Written problem:
Reproduce the listing below word for word, omitting the pictures.

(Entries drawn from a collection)

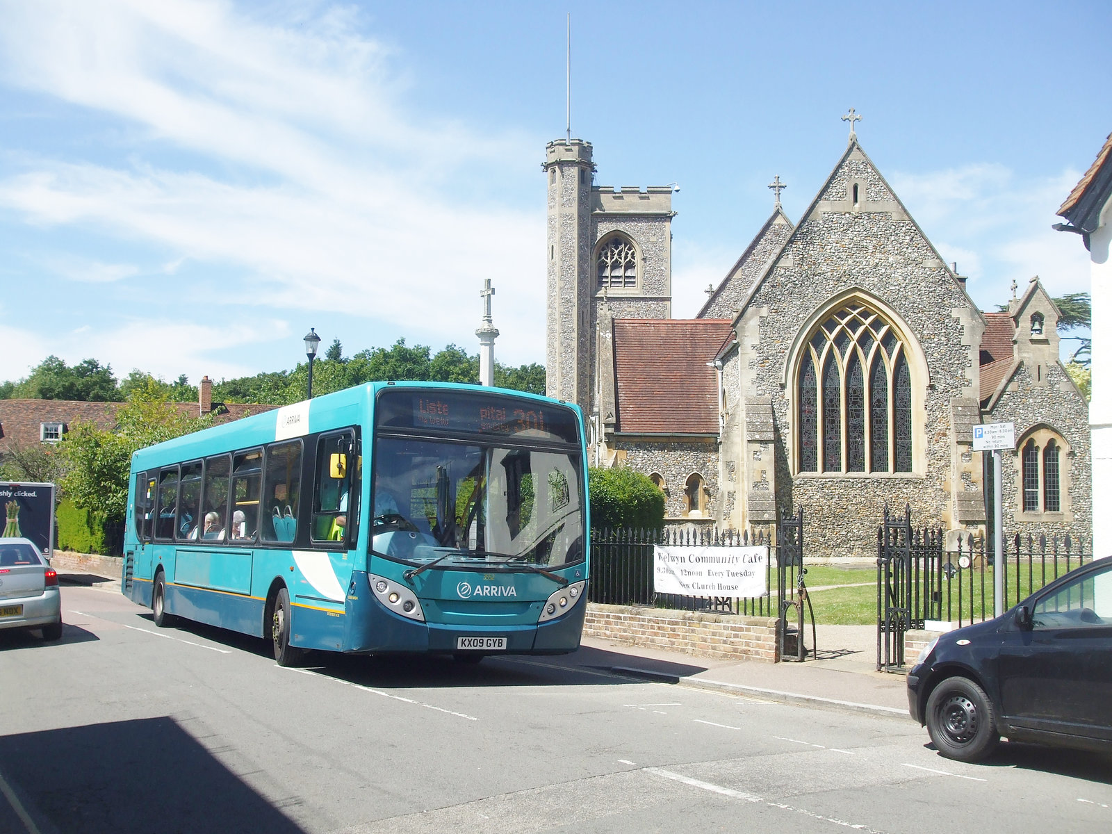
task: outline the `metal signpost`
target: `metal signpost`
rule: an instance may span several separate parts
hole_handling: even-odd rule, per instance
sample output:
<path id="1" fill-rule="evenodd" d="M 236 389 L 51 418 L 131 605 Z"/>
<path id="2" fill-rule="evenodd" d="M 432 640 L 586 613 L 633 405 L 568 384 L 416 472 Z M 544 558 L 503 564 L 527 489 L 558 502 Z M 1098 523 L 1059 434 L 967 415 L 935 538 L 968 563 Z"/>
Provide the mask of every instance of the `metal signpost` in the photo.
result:
<path id="1" fill-rule="evenodd" d="M 54 545 L 54 485 L 0 481 L 3 535 L 31 539 L 48 559 Z"/>
<path id="2" fill-rule="evenodd" d="M 985 423 L 973 427 L 973 451 L 992 453 L 992 518 L 993 570 L 992 593 L 994 616 L 1004 613 L 1004 508 L 1001 506 L 1000 451 L 1015 449 L 1014 423 Z"/>

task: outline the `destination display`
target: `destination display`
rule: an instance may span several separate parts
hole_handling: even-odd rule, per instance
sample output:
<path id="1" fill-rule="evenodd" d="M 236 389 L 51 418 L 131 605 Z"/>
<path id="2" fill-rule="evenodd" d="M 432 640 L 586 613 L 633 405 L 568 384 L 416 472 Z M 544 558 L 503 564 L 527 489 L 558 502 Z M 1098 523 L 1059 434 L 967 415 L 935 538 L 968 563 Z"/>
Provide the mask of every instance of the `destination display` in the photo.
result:
<path id="1" fill-rule="evenodd" d="M 768 594 L 767 547 L 653 547 L 653 588 L 681 596 Z"/>
<path id="2" fill-rule="evenodd" d="M 575 414 L 540 400 L 469 391 L 384 390 L 375 406 L 379 428 L 467 431 L 578 443 Z"/>

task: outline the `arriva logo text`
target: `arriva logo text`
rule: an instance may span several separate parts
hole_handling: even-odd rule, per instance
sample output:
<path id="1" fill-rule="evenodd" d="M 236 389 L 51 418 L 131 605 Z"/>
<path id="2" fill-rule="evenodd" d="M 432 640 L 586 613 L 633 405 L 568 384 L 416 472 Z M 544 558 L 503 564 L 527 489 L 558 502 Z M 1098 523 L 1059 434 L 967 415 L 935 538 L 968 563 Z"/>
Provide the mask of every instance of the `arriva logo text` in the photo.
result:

The answer:
task: outline the `metal signpost`
target: `metal signpost`
rule: an instance may span several separate parts
hole_handling: even-odd rule, per instance
sample output:
<path id="1" fill-rule="evenodd" d="M 236 389 L 51 418 L 131 605 Z"/>
<path id="2" fill-rule="evenodd" d="M 432 640 L 586 613 L 633 405 L 568 384 L 416 472 Z M 544 558 L 503 564 L 527 489 L 558 502 Z M 1098 523 L 1059 434 L 967 415 L 935 538 L 968 563 Z"/>
Provide the mask of every instance of the `metal signpost` in the photo.
result:
<path id="1" fill-rule="evenodd" d="M 54 545 L 54 485 L 0 481 L 3 535 L 31 539 L 48 559 Z"/>
<path id="2" fill-rule="evenodd" d="M 985 423 L 973 427 L 973 451 L 992 453 L 992 518 L 993 570 L 992 593 L 994 616 L 1004 613 L 1004 508 L 1001 506 L 1000 451 L 1015 449 L 1014 423 Z"/>

task: outline the `destination display`
target: `destination display`
rule: an instance may span several separate parts
hole_handling: even-odd rule, per instance
sample output:
<path id="1" fill-rule="evenodd" d="M 236 389 L 51 418 L 131 605 Z"/>
<path id="2" fill-rule="evenodd" d="M 432 640 L 586 613 L 633 405 L 568 384 L 416 472 Z M 544 558 L 503 564 L 527 489 L 558 502 Z M 1098 523 L 1059 434 L 967 415 L 935 538 L 968 563 Z"/>
Provide the mask of every instance of the `destination display` in the photo.
result:
<path id="1" fill-rule="evenodd" d="M 768 594 L 767 547 L 653 547 L 653 588 L 681 596 Z"/>
<path id="2" fill-rule="evenodd" d="M 575 414 L 540 400 L 469 391 L 384 390 L 375 406 L 379 428 L 467 431 L 578 443 Z"/>

task: outline the `arriva logo text`
target: `arriva logo text`
rule: an instance may span several separate parts
hole_handling: even-odd rule, per instance
sample output:
<path id="1" fill-rule="evenodd" d="M 236 389 L 51 418 L 131 605 Z"/>
<path id="2" fill-rule="evenodd" d="M 432 640 L 586 613 L 633 405 L 568 384 L 416 472 Z M 544 558 L 503 564 L 527 489 L 558 502 Z M 1098 523 L 1059 434 L 967 415 L 935 538 L 968 563 Z"/>
Provide the mask of every instance of the `arriva logo text` in the photo.
result:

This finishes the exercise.